Document segment |
This post is the third in the SIGMOD 2018 series, click here for post 0, post 1.

On the final day of SIGMOD, we attended the DEEM workshop. DEEM is a workshop on Data Management for End-to-End Machine Learning. This workshop introduced many interesting ongoing research works which apply machine learning to address existing real world problems in data management and systems research.

DEEM brings together researchers and practitioners at the intersection of applied machine learning, data management and systems research, with the goal to discuss the arising data management issues in ML application scenarios.” (DEEM Website)

The workshop chairs for DEEM were:

One of the examples in the keynote was “The Case for Learned Index Structures” by Kraska et al. This research explores the use of deep learning models to replace the existing index structures. As per the preliminary results, use of neural networks gives performance 70% faster than cache-optimized B-Trees. This talk provided us with a fresh view on indexing, along with useful observations with some constructive criticism on adaptive indexing.

Matei Zaharia describing open research questions for applications supporting End-to-End ML.The main idea of this workshop was discussing “arising data management issues in ML application scenarios”, theworkshop had another interesting talk on “MLflow: Supporting the End-to-End Machine Learning Lifecycle” by Matei Zaharia. This talk introduced an open source project to facilitate an open ML platform. This platform will addresses many problems faced by researchers in machine learning development such as challenges in tracking experiments, reproducing results etc. As stated by Zaharia, “MLflow introduces simple abstractions to package reproducible projects, track results, and encapsulate models that can be used with many existing tools”. For more details, you can visit this post “Introducing MLflow: an Open Source Machine Learning Platform” by Matei Zaharia.

The workshop presented different ongoing research projects and their preliminary results on applications that explore the role of Machine Learning in Data Management. In the following sections, we will discuss a few of the research projects presented in the DEEM workshop.

Learning State Representations for Query Optimization with Deep Reinforcement Learning

by Jennifer Ortiz, Magdalena Balanziska (University of Washington), Johannes Gehrke (Microsoft), Sathiya Keerthi (Criteo Research)

Query optimization in database systems is one of the most difficult tasks in database systems. The query optimizer is responsible for creating an execution plan the system will follow to return the correct results back to the end user. Most query optimizations done in existing database management systems (DBMSs) use statistical evaluations to estimate query cardinality, a component that tells the DBMS “you will have to do X amount of work to execute this plan”. This is the issue discussed in the present paper: the evaluations to estimate cardinality require a series of general assumptions about the underlying data (three mentioned are inclusion, uniformity, and independence) that lead to suboptimal query plans and thus slower executions.

Dataset excerpts |

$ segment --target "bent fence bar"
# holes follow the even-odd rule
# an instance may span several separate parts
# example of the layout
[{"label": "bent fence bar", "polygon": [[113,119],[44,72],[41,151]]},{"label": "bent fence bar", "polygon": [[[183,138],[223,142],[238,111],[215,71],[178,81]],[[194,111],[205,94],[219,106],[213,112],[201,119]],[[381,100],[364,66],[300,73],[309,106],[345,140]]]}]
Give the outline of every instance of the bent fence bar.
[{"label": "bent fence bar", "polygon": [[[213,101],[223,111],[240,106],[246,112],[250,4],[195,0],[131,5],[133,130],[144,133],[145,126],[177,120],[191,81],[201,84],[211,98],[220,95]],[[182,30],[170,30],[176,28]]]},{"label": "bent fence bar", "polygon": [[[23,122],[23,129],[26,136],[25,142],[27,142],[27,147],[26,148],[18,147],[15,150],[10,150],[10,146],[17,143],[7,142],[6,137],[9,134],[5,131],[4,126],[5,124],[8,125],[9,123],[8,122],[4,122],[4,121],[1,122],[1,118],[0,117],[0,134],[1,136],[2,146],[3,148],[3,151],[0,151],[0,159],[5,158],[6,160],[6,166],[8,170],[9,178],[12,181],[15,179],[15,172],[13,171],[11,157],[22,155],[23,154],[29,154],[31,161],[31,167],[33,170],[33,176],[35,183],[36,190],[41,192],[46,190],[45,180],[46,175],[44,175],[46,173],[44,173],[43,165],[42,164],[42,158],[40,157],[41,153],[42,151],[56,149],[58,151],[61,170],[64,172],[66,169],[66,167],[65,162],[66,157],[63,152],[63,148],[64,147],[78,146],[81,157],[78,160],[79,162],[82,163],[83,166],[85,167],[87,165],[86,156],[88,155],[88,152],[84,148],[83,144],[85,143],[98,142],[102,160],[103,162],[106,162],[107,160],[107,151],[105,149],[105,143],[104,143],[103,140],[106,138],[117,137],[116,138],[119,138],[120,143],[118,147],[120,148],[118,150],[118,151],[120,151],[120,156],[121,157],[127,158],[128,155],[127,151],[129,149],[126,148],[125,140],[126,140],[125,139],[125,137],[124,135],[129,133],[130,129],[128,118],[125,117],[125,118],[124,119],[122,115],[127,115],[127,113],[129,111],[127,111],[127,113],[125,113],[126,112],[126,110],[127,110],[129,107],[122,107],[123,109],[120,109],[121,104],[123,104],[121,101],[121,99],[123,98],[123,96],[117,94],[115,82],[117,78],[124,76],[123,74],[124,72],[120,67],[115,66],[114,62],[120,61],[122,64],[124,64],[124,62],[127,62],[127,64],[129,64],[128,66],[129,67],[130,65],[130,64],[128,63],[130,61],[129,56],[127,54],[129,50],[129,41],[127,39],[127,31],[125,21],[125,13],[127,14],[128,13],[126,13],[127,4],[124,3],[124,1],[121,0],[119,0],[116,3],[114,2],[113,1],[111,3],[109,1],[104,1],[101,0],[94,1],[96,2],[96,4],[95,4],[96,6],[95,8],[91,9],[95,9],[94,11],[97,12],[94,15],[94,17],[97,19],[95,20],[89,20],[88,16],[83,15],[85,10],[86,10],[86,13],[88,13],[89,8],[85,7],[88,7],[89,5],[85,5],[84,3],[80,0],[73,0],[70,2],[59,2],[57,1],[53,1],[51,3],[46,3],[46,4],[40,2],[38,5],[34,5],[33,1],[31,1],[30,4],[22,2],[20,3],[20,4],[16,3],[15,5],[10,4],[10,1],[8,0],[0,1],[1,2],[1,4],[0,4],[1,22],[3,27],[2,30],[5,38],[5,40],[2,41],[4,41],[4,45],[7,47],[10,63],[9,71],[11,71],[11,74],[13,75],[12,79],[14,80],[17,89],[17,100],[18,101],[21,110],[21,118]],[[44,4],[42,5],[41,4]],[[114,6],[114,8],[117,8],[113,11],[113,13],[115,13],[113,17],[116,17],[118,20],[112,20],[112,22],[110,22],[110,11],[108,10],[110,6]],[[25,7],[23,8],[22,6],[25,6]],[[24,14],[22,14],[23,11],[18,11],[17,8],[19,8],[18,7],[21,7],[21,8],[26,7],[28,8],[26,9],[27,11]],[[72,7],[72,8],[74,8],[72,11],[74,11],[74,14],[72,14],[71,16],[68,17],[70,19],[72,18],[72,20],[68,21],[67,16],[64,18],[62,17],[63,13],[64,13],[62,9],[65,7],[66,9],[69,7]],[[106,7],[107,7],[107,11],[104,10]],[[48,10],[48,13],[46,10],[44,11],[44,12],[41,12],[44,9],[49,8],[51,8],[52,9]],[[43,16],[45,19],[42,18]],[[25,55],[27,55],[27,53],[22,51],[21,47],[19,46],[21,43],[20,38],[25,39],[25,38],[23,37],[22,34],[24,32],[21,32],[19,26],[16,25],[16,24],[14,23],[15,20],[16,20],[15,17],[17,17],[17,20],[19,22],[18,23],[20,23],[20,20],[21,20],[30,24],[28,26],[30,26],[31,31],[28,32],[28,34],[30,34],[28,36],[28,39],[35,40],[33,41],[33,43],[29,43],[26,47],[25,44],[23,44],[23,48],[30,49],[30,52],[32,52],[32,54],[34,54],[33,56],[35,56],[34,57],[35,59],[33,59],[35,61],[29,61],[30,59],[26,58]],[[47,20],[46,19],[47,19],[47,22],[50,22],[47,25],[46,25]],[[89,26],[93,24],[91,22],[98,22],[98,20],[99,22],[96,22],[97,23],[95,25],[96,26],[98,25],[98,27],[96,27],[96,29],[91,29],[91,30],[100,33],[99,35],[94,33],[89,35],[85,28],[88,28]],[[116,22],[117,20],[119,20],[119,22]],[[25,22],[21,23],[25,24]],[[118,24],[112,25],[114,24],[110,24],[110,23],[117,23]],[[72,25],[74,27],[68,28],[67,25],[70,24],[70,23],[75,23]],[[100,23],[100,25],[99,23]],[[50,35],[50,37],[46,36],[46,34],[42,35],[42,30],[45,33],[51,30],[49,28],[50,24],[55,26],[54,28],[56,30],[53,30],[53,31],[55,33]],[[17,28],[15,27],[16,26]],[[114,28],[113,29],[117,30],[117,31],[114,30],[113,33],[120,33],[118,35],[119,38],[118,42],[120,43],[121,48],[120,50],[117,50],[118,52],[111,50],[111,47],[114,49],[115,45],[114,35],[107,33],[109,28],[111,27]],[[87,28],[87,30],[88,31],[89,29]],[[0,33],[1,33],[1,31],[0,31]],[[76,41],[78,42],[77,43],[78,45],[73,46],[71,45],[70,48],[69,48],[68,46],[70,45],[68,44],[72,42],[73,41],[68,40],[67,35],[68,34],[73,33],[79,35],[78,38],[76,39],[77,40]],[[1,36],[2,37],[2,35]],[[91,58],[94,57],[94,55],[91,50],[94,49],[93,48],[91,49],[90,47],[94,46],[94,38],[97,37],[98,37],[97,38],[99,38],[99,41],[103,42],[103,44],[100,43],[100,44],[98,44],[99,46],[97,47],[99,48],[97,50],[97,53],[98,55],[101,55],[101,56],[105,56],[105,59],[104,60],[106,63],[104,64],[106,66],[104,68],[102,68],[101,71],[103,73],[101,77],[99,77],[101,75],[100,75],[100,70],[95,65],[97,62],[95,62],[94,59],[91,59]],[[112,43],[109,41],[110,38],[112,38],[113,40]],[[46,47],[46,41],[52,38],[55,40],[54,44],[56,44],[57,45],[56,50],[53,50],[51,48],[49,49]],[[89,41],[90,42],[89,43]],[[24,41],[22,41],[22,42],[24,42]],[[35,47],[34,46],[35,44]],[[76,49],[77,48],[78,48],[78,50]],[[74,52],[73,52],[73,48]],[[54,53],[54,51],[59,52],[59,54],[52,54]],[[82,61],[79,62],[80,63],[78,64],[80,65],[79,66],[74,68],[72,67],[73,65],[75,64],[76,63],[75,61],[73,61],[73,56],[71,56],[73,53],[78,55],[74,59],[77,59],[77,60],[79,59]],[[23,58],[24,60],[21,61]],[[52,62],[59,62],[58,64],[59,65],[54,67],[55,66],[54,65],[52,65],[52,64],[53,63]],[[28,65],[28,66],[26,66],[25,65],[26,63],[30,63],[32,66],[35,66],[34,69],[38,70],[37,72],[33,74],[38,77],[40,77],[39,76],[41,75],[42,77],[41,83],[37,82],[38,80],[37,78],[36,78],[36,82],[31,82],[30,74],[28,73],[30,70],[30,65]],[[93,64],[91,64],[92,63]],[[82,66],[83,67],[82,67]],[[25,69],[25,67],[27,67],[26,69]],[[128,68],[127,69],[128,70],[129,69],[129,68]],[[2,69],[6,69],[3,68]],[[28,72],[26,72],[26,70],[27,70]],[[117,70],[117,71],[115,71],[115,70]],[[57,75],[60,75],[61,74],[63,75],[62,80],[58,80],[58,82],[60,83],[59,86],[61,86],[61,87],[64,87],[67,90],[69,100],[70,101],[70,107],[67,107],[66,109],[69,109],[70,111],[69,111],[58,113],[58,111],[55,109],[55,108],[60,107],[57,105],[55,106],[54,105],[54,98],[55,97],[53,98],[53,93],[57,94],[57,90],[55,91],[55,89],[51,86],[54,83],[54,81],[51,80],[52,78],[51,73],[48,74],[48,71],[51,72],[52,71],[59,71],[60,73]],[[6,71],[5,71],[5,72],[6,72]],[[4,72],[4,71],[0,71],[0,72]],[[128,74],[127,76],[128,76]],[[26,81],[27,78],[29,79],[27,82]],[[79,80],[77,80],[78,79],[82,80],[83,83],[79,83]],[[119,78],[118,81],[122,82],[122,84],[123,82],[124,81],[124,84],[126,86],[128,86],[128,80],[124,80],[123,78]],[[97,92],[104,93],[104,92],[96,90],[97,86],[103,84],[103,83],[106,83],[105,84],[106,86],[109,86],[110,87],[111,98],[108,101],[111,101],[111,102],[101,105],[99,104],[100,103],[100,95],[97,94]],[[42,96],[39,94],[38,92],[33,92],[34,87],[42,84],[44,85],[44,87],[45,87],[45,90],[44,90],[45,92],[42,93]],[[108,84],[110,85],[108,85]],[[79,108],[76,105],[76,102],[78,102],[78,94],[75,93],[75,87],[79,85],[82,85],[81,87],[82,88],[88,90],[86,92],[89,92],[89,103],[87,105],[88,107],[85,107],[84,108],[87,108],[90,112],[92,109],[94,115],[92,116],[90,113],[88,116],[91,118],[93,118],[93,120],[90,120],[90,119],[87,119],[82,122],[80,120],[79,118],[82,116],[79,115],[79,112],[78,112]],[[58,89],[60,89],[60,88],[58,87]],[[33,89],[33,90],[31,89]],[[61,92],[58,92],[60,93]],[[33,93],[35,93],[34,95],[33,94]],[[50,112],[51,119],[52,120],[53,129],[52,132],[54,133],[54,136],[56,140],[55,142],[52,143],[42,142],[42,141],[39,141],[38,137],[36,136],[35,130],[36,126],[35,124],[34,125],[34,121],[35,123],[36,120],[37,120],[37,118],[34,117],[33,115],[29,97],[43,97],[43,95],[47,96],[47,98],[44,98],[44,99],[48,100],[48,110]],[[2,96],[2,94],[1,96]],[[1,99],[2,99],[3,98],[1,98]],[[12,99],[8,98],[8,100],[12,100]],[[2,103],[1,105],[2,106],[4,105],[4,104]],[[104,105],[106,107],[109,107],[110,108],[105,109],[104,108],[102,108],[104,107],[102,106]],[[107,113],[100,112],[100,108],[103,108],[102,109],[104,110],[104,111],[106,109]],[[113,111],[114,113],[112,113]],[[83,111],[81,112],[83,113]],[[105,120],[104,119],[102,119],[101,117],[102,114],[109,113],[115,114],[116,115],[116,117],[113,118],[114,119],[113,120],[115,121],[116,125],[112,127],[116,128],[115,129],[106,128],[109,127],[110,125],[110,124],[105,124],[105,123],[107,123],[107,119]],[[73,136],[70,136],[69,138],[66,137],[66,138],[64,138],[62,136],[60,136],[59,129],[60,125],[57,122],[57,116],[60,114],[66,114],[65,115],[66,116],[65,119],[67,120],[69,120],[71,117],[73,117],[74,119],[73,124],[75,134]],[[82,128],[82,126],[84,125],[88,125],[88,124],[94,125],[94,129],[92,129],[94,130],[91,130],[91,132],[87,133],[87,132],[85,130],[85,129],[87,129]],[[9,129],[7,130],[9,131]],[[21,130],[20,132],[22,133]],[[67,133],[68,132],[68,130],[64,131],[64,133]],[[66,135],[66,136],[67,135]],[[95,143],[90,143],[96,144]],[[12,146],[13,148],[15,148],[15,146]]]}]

Required actions |
a – Could you reproduce everything in the listing from the top down to the line with "# example of the layout", replacing "instance" with "object" and leaving all else as is?
b – How would you continue the post on the DEEM workshop from the point where it stops?

Answers to the problems |
a –
$ segment --target "bent fence bar"
# holes follow the even-odd rule
# an object may span several separate parts
# example of the layout

b –
The authors propose a method of reinforcement learning to replace the traditional statistical evaluation to create a more robust optimizer. The approach is centered on a neural network as follows:

Proposed neural network architecture for cardinality estimationThe above figure shows two main functions: NN_init and NN_ST (underscore represents subscript). NN_init is a function mapping a vector x_0 which represents properties of a database and a_0 representing a relation operator into the input of NN_ST, a function that estimates the state transition function for reinforcement learning. The model is extended as shown in the figure below:

Extended architecture for cardinality estimationThe output of NN_ST is fed as input to function NN_Observered that generates the final cardinality estimations as observed variables. This model is recursive: these observed variables are used as inputs to the NN_ST layer.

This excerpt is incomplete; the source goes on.